■ INFORMATION SUPPLIED ■
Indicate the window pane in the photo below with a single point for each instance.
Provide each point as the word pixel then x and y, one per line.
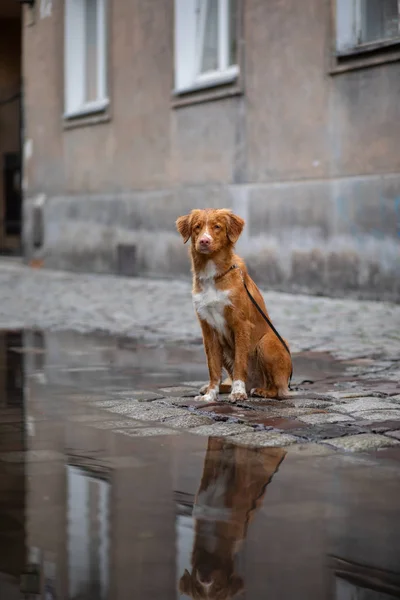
pixel 232 57
pixel 380 20
pixel 91 50
pixel 209 56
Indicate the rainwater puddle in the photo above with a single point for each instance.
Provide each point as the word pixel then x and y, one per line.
pixel 98 507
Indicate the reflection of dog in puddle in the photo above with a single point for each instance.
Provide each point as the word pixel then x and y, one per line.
pixel 231 490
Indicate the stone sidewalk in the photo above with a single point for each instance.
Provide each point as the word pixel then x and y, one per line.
pixel 346 355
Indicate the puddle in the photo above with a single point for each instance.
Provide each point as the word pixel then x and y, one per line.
pixel 100 507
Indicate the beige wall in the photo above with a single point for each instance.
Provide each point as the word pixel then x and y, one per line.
pixel 309 157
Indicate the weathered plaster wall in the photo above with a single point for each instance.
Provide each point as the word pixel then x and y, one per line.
pixel 310 159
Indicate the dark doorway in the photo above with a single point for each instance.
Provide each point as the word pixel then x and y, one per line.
pixel 10 127
pixel 12 193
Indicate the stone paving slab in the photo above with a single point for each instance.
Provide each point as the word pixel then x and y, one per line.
pixel 266 438
pixel 316 419
pixel 363 442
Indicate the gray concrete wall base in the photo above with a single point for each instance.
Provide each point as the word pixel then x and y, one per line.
pixel 339 237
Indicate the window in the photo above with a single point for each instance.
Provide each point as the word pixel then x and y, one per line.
pixel 205 43
pixel 88 534
pixel 85 57
pixel 364 22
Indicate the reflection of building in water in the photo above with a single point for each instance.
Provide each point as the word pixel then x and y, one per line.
pixel 88 534
pixel 12 467
pixel 231 490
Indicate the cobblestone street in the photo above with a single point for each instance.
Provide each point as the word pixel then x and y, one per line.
pixel 141 360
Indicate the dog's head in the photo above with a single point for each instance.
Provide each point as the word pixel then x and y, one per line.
pixel 210 230
pixel 218 585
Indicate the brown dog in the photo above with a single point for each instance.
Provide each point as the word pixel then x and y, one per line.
pixel 232 489
pixel 235 334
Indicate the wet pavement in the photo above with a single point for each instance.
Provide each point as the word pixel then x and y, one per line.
pixel 115 484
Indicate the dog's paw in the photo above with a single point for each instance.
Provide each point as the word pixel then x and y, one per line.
pixel 203 389
pixel 237 396
pixel 238 391
pixel 210 395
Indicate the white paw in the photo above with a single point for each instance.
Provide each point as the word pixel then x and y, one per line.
pixel 210 396
pixel 238 391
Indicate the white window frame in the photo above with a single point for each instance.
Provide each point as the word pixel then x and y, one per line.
pixel 74 62
pixel 188 47
pixel 349 20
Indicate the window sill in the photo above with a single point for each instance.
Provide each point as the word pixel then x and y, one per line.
pixel 91 114
pixel 369 47
pixel 210 80
pixel 86 121
pixel 210 88
pixel 368 55
pixel 91 108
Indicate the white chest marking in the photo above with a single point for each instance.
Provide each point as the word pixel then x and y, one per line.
pixel 210 303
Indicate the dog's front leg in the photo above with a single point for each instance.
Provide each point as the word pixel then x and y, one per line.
pixel 213 352
pixel 242 350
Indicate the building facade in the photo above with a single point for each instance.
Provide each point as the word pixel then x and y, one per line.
pixel 285 111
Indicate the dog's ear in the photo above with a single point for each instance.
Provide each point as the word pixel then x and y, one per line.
pixel 234 227
pixel 184 226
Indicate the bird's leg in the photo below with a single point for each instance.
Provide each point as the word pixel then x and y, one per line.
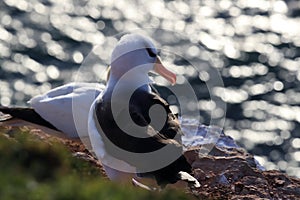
pixel 184 176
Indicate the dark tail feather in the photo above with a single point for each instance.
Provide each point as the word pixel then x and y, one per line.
pixel 27 114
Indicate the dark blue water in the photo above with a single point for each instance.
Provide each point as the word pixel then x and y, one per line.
pixel 253 44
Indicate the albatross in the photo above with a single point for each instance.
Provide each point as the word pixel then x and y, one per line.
pixel 131 128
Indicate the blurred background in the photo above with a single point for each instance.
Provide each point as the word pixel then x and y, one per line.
pixel 253 44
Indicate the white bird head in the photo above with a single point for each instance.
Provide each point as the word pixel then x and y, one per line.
pixel 133 57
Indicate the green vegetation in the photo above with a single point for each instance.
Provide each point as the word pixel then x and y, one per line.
pixel 37 170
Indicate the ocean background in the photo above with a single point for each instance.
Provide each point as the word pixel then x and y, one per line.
pixel 252 46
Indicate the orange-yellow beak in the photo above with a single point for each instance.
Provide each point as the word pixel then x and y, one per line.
pixel 164 72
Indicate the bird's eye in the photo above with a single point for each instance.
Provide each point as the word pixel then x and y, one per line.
pixel 151 53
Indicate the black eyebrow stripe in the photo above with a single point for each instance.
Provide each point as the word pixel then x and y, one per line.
pixel 150 52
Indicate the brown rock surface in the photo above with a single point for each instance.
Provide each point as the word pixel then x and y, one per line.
pixel 224 173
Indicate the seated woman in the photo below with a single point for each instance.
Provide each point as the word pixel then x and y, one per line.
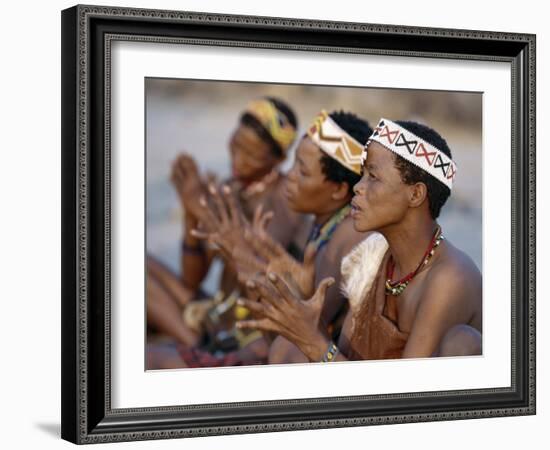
pixel 412 293
pixel 258 146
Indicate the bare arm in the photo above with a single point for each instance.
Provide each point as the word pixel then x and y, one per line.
pixel 446 302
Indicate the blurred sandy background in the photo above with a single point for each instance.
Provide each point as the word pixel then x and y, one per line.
pixel 199 117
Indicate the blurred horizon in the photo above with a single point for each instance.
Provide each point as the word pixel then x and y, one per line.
pixel 199 116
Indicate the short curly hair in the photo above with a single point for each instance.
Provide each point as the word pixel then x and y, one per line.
pixel 438 193
pixel 357 128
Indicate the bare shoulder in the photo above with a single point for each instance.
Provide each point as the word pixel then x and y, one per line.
pixel 453 280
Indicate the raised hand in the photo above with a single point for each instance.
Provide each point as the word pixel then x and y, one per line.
pixel 189 185
pixel 222 219
pixel 282 311
pixel 278 260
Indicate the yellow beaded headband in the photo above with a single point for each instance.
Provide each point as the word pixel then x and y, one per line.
pixel 336 143
pixel 415 150
pixel 275 122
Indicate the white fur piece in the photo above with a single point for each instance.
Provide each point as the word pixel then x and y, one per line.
pixel 359 268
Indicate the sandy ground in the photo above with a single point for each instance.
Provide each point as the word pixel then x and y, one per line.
pixel 199 117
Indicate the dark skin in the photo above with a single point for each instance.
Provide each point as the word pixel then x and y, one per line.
pixel 251 159
pixel 309 191
pixel 444 297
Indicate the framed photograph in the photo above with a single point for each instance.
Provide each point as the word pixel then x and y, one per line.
pixel 283 224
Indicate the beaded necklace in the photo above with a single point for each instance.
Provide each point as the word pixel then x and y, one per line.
pixel 397 287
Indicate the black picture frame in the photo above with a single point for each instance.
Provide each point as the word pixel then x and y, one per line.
pixel 87 32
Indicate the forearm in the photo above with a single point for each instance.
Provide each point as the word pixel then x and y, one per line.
pixel 195 260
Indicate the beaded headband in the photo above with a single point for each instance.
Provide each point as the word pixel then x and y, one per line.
pixel 415 150
pixel 336 143
pixel 275 122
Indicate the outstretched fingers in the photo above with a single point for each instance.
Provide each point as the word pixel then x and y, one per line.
pixel 219 203
pixel 264 324
pixel 235 213
pixel 282 287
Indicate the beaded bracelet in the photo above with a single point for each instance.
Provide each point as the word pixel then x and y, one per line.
pixel 331 352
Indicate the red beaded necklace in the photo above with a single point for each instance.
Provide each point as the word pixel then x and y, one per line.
pixel 397 287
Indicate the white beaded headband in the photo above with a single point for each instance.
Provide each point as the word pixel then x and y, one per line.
pixel 336 143
pixel 414 149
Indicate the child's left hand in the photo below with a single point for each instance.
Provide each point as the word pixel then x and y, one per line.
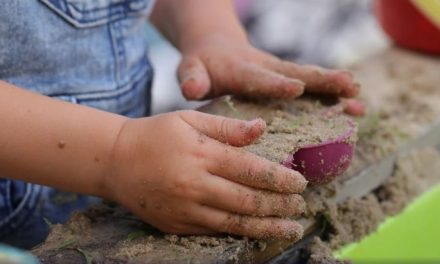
pixel 216 65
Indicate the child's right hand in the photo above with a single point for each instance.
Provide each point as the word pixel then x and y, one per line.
pixel 184 173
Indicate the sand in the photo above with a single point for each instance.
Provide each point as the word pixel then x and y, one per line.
pixel 397 113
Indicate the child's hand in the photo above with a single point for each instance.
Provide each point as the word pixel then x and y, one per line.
pixel 184 173
pixel 215 65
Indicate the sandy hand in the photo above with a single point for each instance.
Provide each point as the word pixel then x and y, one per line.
pixel 185 173
pixel 217 66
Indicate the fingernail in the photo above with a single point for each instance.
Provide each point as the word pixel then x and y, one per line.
pixel 253 122
pixel 193 89
pixel 294 231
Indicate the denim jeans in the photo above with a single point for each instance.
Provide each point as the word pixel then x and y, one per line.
pixel 89 52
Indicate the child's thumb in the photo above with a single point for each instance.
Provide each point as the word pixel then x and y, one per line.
pixel 194 78
pixel 230 131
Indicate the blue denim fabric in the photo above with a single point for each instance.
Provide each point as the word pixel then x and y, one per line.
pixel 89 52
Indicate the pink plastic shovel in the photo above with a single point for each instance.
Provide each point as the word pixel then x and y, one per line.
pixel 320 163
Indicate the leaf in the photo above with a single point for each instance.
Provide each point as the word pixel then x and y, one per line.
pixel 86 255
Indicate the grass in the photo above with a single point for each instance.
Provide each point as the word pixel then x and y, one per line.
pixel 135 235
pixel 66 243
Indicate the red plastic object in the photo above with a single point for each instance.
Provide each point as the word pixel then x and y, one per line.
pixel 408 26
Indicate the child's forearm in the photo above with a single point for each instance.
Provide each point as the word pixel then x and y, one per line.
pixel 186 22
pixel 54 143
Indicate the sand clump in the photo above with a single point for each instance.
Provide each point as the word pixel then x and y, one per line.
pixel 414 173
pixel 290 124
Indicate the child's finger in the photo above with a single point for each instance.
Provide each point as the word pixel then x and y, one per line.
pixel 251 170
pixel 226 130
pixel 233 197
pixel 194 78
pixel 255 227
pixel 317 79
pixel 252 80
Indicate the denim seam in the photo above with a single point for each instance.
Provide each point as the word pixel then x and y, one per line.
pixel 146 71
pixel 93 22
pixel 103 8
pixel 9 194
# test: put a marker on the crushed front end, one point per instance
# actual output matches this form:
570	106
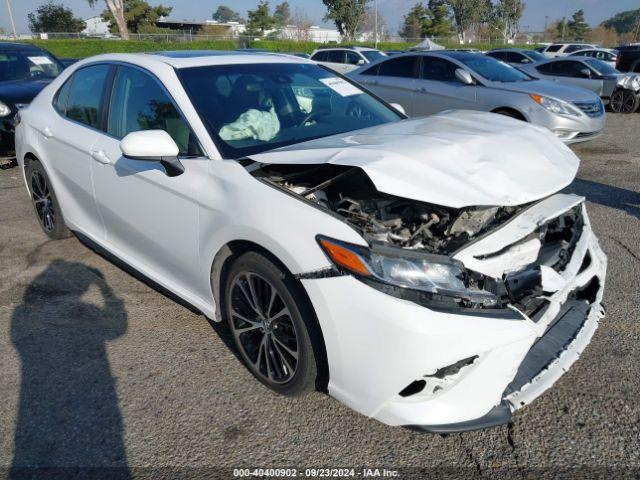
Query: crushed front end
451	319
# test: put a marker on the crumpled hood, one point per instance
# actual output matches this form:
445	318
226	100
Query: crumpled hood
455	159
550	89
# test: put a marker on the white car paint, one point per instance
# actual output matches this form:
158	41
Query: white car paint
172	228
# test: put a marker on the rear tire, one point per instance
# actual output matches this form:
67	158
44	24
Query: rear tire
270	324
624	101
45	203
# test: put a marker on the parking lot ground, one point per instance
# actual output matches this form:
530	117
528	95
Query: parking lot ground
97	369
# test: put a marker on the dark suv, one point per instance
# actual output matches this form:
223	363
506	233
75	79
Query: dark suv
629	58
24	71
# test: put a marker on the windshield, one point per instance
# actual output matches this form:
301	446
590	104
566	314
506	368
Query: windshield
27	66
252	108
601	67
535	56
492	69
372	55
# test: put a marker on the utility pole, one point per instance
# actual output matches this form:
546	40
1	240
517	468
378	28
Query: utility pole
376	24
13	23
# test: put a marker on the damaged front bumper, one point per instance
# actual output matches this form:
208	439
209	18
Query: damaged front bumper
400	362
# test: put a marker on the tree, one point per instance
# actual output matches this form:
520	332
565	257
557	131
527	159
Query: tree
282	14
260	19
348	15
505	17
440	19
625	22
578	29
224	15
139	16
415	23
116	7
54	18
467	14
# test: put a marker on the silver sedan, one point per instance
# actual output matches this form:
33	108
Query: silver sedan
425	83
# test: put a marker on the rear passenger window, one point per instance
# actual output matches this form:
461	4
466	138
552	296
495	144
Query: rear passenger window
85	94
399	67
138	102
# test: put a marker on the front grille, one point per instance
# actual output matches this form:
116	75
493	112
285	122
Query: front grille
591	109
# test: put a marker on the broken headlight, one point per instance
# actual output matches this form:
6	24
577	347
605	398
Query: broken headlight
433	274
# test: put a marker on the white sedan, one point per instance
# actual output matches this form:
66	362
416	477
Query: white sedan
424	272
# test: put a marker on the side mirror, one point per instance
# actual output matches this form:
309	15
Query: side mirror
398	107
153	146
465	77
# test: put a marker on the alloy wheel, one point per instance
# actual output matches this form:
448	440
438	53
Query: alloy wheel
41	195
263	327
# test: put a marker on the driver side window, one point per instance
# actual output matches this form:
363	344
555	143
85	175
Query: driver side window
139	103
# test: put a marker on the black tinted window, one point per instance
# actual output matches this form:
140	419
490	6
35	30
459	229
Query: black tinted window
438	69
336	56
139	103
399	67
85	94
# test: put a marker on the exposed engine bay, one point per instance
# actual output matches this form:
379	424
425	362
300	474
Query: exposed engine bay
382	218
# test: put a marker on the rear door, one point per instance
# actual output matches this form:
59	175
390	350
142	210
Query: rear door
395	80
68	137
439	89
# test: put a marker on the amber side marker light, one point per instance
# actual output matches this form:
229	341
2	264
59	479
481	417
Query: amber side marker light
344	257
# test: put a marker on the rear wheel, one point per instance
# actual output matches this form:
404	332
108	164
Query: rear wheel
265	315
624	101
45	203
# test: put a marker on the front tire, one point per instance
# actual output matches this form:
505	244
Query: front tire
45	203
265	314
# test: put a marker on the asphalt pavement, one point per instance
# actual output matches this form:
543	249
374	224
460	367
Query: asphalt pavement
101	375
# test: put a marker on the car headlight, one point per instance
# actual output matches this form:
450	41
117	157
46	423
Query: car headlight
5	111
556	106
433	274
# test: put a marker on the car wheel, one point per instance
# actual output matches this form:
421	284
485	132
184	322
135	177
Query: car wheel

■ WHAT THE TASK ASKS ■
Among the lines above, return those that contain the string "building".

■ COMPLETED TASK ■
Indicate the reflection of building in water in the photo above with a single point for each instance.
Indicate the building facade in the photo above with a single point for each instance.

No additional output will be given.